Reproduce the lines from the one containing "gravel ground is with a bounding box." through the one containing "[540,95,640,117]". Rename "silver car" to "gray sedan" and keep every other character unchanged.

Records
++++++++++
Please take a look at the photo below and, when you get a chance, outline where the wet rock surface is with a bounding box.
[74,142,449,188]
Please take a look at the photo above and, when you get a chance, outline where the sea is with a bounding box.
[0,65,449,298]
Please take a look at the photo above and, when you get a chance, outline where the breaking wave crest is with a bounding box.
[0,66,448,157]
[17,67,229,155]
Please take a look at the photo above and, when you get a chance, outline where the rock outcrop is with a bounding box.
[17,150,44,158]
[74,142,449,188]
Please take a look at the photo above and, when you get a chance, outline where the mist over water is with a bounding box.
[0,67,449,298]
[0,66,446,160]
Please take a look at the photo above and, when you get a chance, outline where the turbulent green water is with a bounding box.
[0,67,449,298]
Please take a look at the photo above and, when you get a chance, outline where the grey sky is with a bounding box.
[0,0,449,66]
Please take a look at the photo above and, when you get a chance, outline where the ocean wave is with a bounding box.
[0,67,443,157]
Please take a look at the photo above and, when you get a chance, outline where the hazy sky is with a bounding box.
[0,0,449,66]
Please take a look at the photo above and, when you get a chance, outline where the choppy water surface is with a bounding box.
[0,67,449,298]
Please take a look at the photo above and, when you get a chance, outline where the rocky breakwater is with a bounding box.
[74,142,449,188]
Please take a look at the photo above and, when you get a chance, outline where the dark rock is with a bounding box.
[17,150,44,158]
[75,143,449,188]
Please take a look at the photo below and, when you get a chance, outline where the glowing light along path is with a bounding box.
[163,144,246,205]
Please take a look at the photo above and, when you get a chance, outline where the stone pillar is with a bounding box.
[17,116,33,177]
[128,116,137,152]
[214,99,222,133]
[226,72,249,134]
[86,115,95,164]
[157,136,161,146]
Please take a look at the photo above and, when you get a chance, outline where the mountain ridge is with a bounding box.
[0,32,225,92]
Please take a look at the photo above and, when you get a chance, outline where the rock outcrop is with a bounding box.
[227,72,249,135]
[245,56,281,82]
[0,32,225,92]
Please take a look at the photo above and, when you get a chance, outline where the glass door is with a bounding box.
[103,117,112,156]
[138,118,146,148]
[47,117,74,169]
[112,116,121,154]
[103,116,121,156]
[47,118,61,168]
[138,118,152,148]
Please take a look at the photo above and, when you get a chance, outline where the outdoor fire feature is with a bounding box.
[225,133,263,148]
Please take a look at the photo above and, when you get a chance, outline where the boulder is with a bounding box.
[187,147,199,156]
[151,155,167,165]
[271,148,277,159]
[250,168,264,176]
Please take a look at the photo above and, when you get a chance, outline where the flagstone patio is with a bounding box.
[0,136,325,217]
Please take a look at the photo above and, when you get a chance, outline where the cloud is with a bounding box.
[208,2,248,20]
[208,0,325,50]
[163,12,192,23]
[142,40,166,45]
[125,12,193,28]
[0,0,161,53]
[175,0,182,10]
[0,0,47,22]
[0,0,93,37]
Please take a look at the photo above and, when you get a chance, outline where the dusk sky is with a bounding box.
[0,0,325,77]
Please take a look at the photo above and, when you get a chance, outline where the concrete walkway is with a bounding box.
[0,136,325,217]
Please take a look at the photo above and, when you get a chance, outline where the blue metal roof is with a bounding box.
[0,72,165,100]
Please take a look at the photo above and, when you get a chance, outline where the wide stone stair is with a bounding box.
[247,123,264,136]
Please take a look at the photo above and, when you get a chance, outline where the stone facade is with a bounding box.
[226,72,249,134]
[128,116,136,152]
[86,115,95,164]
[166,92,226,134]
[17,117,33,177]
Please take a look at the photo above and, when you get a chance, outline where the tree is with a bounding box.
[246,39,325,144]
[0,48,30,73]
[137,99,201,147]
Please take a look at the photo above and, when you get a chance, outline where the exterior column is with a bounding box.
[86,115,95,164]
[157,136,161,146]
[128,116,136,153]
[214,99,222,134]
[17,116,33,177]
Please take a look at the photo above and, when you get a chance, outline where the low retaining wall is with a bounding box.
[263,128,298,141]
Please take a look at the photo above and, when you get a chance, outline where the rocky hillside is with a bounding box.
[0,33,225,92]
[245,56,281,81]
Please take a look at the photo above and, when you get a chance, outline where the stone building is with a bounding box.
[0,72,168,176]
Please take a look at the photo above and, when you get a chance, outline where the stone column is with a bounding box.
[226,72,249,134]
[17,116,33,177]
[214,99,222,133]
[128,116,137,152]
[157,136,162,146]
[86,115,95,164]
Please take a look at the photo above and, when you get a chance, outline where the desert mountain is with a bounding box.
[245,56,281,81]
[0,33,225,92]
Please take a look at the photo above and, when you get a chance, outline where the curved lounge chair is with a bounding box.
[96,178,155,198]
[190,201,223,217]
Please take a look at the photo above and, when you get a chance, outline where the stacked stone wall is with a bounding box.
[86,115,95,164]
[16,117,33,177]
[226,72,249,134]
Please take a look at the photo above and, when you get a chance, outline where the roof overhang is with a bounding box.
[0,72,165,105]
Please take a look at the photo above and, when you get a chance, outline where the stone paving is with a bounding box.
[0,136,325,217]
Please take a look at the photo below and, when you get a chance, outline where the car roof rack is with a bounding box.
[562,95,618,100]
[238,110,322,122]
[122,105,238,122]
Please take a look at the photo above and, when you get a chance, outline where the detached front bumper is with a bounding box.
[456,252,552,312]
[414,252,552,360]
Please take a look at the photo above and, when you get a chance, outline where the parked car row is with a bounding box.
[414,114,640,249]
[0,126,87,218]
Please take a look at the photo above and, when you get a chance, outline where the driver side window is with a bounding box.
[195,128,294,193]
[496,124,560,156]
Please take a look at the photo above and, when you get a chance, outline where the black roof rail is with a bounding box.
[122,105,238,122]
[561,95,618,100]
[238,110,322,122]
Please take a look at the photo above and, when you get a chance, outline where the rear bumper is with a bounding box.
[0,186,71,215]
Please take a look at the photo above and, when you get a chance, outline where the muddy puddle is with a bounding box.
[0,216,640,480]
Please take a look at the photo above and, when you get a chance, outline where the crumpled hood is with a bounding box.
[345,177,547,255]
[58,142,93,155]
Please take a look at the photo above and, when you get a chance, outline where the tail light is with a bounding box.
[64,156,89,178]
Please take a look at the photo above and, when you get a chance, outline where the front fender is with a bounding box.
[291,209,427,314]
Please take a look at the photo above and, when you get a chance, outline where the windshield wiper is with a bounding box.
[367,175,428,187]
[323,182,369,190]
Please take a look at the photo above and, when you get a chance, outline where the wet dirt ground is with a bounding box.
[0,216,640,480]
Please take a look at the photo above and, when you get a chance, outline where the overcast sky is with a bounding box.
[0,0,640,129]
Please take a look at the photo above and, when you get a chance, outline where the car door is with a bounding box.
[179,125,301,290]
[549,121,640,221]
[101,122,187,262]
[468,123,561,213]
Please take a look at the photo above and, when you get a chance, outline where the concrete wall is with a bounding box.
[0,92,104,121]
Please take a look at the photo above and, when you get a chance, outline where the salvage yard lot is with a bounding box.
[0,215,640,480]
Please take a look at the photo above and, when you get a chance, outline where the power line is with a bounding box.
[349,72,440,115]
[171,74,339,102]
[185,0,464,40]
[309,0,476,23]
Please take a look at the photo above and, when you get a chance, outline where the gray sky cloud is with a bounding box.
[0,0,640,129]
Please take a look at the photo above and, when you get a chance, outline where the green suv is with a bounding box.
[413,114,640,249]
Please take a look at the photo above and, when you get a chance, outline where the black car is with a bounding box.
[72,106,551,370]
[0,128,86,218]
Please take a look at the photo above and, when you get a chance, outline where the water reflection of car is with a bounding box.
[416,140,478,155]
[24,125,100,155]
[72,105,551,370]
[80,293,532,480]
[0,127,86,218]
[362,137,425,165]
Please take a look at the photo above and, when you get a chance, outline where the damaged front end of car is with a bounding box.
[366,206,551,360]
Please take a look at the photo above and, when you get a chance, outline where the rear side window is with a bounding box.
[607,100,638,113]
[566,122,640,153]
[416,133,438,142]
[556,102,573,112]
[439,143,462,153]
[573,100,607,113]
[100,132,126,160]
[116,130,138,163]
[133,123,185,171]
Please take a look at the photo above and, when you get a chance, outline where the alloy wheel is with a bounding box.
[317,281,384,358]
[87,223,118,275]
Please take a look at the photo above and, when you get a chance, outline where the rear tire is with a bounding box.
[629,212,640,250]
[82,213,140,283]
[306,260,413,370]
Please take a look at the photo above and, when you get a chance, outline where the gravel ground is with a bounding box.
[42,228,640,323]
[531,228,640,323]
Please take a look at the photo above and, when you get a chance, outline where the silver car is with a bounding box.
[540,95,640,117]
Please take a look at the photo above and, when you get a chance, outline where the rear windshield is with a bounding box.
++++++++++
Task output:
Please take a look at the photo above and, when you get a chance, outline where the gravel ground is with a bounding box.
[42,228,640,323]
[531,228,640,323]
Please take a look at the photo above and, when you get a chance, outline where the gray sedan is with a bounding box.
[540,95,640,117]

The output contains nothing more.